- [WHAT TO WORK ON] Return each line of the data below that contains the word "front". Case counts, so match capital and lowercase letters exactly.

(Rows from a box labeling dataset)
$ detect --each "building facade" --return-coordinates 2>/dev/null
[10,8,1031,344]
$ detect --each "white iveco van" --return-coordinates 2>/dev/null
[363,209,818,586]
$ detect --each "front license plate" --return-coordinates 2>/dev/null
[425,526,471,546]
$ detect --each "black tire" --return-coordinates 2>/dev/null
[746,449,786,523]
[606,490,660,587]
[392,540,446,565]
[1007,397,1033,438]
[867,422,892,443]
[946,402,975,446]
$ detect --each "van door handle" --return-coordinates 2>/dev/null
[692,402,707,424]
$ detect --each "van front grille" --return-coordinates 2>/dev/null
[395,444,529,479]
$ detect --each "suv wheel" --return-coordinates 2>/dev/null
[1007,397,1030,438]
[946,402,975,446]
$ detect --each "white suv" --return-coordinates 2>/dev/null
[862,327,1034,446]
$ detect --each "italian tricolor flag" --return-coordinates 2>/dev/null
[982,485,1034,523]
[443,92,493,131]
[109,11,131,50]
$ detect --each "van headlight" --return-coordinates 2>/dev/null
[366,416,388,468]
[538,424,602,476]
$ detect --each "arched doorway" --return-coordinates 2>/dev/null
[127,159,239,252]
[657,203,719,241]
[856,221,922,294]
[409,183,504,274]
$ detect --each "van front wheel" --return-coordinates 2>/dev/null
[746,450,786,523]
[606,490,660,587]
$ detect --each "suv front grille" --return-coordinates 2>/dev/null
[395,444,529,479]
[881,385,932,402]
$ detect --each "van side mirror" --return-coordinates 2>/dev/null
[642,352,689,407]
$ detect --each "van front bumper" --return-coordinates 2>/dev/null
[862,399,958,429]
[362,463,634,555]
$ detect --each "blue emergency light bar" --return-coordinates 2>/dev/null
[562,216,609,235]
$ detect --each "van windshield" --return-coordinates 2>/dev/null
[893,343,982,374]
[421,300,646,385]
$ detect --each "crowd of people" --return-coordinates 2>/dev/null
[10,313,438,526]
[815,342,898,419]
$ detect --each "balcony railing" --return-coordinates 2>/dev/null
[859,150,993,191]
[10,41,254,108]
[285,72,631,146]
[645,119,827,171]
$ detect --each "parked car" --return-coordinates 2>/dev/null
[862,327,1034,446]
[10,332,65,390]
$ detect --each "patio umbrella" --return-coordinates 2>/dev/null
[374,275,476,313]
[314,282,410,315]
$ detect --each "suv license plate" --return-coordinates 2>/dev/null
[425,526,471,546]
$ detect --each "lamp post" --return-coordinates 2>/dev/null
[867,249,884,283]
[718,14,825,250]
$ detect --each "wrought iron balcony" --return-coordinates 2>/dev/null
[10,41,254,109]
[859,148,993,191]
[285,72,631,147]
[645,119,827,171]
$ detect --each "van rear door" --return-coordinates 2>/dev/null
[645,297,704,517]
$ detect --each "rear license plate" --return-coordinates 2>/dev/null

- [PROBLEM SOLUTION]
$ detect --each "front license plate" --return-coordinates 2>/dev/null
$ detect --each "van front grille" --return-coordinates 2>/dev/null
$ detect --each "van front wheel" --return-coordinates 2>/dev/null
$ detect --each "suv front grille" --return-coordinates 2>/dev/null
$ detect --each "van front bumper" --return-coordinates 2>/dev/null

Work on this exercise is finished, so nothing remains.